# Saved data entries
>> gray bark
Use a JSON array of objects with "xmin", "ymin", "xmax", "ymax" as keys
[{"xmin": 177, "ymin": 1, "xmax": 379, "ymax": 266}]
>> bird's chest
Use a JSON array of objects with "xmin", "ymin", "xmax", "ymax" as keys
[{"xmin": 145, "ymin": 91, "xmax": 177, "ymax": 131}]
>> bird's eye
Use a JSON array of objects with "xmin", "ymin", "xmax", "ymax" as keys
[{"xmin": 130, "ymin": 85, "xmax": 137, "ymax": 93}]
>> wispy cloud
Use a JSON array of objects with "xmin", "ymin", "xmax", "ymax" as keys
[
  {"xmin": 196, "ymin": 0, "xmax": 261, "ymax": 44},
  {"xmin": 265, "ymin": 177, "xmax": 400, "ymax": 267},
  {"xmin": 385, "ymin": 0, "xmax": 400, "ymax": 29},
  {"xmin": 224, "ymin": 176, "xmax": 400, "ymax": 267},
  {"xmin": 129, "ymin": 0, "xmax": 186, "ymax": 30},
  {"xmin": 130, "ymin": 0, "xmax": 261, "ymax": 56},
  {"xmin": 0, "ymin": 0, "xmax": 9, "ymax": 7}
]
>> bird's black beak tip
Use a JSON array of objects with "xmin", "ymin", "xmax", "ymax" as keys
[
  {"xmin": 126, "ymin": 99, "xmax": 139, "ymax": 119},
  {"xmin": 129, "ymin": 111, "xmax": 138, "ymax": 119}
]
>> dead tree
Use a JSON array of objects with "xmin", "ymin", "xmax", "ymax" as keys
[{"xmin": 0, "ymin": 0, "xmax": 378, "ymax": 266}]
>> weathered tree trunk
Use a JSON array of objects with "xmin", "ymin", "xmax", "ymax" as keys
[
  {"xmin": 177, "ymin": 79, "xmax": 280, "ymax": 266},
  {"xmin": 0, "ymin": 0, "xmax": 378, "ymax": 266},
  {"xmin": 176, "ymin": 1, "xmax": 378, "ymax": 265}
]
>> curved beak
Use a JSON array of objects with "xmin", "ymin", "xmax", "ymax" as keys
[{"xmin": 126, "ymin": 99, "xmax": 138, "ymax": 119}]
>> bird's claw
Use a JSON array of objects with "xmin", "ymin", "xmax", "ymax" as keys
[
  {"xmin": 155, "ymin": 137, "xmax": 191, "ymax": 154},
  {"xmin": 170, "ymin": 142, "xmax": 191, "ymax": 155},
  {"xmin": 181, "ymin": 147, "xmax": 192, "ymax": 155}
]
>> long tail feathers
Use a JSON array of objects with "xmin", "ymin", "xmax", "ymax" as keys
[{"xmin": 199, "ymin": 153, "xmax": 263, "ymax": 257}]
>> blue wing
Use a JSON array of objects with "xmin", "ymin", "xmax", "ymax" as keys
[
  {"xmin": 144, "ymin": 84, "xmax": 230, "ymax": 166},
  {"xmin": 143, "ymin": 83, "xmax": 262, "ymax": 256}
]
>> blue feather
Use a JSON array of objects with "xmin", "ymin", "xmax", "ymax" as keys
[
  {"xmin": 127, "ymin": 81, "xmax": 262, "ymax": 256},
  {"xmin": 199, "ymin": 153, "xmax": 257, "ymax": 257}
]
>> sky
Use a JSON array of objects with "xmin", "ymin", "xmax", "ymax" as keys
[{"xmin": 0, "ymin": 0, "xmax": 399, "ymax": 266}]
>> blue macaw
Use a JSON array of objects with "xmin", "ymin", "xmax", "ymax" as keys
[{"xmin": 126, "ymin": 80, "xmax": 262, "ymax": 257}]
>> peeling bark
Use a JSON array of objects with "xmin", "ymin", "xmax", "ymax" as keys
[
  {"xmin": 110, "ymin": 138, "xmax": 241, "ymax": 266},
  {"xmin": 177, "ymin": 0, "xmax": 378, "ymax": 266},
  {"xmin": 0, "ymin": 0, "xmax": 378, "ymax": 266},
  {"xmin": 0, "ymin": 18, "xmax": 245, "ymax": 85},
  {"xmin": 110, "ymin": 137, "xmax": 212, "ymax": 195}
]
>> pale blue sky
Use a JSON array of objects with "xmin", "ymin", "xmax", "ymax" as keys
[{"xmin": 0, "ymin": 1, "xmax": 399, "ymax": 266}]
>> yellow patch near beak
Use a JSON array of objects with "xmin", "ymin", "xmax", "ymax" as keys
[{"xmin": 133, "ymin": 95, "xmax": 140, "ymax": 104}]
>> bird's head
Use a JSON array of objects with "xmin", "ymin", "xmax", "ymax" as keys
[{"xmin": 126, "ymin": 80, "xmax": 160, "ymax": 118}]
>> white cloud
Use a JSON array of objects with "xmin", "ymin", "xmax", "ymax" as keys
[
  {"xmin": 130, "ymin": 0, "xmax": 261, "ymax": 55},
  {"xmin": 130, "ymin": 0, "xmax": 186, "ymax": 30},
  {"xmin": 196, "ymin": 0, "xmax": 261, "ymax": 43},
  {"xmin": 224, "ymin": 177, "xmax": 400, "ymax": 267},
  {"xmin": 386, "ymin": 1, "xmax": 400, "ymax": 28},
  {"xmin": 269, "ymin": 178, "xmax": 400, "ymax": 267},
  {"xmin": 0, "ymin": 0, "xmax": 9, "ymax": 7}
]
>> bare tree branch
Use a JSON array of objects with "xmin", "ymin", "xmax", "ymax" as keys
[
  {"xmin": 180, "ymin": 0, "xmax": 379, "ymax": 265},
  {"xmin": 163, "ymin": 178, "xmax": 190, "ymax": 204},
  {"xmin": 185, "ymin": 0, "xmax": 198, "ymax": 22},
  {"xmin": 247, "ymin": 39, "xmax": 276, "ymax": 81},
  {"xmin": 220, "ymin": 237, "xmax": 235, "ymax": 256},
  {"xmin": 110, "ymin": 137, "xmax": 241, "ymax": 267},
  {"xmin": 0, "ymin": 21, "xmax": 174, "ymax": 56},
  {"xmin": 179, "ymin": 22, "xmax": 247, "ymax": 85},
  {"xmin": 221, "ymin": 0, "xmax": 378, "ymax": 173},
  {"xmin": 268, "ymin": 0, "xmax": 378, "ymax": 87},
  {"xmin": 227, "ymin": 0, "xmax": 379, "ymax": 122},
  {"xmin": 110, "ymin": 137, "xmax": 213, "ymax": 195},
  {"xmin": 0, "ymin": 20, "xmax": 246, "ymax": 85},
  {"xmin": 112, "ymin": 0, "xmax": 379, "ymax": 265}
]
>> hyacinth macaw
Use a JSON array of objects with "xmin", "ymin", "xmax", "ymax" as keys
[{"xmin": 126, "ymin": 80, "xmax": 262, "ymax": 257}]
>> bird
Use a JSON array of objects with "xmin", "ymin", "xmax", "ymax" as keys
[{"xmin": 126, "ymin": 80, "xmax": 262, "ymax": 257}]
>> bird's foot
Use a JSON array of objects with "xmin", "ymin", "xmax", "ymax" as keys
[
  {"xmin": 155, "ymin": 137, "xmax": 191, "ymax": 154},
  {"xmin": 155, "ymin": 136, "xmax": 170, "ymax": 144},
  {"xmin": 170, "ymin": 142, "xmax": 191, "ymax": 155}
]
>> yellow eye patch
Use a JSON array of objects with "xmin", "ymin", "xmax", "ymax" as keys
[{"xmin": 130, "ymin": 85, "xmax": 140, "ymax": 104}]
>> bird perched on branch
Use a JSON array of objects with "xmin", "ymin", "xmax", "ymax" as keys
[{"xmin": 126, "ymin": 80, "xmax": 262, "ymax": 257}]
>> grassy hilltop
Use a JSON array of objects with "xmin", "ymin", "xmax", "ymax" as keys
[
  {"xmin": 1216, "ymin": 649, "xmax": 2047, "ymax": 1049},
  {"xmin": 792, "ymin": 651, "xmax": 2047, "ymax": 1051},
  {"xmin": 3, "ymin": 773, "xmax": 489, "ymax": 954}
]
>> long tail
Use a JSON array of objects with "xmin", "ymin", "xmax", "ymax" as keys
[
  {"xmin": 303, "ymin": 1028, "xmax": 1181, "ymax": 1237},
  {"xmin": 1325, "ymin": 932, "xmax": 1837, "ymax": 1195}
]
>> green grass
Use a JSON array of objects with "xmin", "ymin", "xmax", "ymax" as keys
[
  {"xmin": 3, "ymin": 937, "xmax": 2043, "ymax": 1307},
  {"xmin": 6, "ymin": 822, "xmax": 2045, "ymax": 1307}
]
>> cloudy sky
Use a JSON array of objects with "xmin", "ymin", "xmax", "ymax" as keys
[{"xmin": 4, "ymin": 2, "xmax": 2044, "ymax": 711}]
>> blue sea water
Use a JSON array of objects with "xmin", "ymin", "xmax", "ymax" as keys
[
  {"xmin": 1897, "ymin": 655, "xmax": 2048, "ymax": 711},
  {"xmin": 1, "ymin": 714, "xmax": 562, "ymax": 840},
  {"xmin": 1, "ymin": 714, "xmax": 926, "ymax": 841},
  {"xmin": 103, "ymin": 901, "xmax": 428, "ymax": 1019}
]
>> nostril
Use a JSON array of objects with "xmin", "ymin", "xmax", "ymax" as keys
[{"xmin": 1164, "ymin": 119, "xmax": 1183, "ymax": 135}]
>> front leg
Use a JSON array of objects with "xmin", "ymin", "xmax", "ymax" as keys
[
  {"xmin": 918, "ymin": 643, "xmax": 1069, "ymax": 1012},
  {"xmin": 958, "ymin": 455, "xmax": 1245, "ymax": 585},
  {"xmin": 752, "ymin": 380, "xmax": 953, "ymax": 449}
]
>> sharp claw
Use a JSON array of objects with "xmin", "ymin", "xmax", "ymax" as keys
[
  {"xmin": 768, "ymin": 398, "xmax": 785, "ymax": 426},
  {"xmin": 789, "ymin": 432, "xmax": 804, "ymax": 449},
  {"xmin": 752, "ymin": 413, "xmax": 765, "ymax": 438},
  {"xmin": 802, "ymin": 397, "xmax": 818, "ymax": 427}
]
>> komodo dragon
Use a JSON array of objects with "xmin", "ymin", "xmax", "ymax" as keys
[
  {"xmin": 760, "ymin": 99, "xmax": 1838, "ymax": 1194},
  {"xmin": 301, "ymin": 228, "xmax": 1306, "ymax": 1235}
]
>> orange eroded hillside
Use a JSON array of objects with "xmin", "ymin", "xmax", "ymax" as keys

# Action item
If a line in the records above holds the string "blue", copy it out.

# Worked solution
>> blue wing
>> blue feather
>> blue macaw
>> pale blue sky
>> blue sea water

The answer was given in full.